╭─ Excerpt to read

A difficulty with this theory is that the elevated heart deaths didn’t appear until mid-2021; they were not a feature of the first 16 months of the pandemic, during which there were two large Covid waves. This would suggest that Covid by itself is not a sufficient explanation. On the other hand, the wave of excess non-Covid deaths did broadly coincide initially with the Delta wave, which may indicate some relationship with the virus.
McDonald is sceptical that the vaccines are playing any major role. He argues that “the data consistently shows that the fully vaccinated have a lower mortality rate than those that are unvaccinated”, though which data he is referring to here is unclear. It is very difficult to get hold of all-cause mortality data by vaccination status. The ONS has released some, but as Professor Norman Fenton has pointed out, they are missing missing thousands of deaths and apparently misclassifying them, so cannot be relied on. Other official data suggest that the vaccinated are being hospitalised for non-Covid reasons at five times the rate of the unvaccinated.

╰─
╭─ Recorded information

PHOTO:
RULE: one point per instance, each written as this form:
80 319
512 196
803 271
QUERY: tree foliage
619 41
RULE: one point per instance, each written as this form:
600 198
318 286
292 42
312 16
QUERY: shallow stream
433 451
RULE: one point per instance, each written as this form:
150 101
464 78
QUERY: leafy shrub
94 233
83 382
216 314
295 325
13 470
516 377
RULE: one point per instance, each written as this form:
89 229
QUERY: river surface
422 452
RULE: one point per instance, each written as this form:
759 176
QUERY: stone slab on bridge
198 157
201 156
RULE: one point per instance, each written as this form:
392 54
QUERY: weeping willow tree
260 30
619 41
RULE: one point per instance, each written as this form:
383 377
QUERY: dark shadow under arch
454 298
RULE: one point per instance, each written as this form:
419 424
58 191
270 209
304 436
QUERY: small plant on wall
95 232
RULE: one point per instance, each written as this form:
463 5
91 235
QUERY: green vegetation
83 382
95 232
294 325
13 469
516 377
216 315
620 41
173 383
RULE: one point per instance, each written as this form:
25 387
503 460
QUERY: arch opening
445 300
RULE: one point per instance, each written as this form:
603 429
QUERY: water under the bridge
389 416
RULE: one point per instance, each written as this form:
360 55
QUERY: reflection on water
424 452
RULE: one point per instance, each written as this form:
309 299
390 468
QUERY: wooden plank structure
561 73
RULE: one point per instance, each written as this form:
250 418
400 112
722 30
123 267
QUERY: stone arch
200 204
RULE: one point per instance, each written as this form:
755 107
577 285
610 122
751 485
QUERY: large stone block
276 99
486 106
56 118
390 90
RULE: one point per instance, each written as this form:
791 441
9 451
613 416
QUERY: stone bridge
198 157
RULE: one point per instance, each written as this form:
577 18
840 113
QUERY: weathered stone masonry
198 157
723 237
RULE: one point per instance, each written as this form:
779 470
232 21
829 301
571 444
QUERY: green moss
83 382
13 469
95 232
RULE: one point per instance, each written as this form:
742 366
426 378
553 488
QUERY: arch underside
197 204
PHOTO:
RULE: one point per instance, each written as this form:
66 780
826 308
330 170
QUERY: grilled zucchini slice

╰─

Resume the passage on excess heart deaths, writing on from its last sentence. The entries come from a source unrelated to the passage on excess heart deaths.

**Result for this exercise:**
McDonald insists that any elevated risk from the vaccines is “rare”, and states that “the vaccine has been very carefully monitored since its rollout”. Is that really the case, though? Certainly in Israel it’s recently been revealed that the Government only commissioned active monitoring and analysis of safety data a year into the rollout; and when it did look into it what it found was very alarming and it proceeded to cover it up. There is no indication the U.K. has done any better on this score.
How rare vaccine heart injuries are is also matter of debate. A Thai preprint of a prospective cohort study in adolescents found cardiovascular adverse effects in almost one in three teenagers and suspected or confirmed heart inflammation in one in 29 young males. Such a frequency of side-effects is usually defined as common or very common, not rare.
In truth, the vaccines remain a major contender as a contributor to a wave of heart deaths. Studies have shown that the coronavirus spike protein by itself damages the heart and that the spike protein can persist in the body for months following vaccination, causing immune system inflammation and debilitating symptoms.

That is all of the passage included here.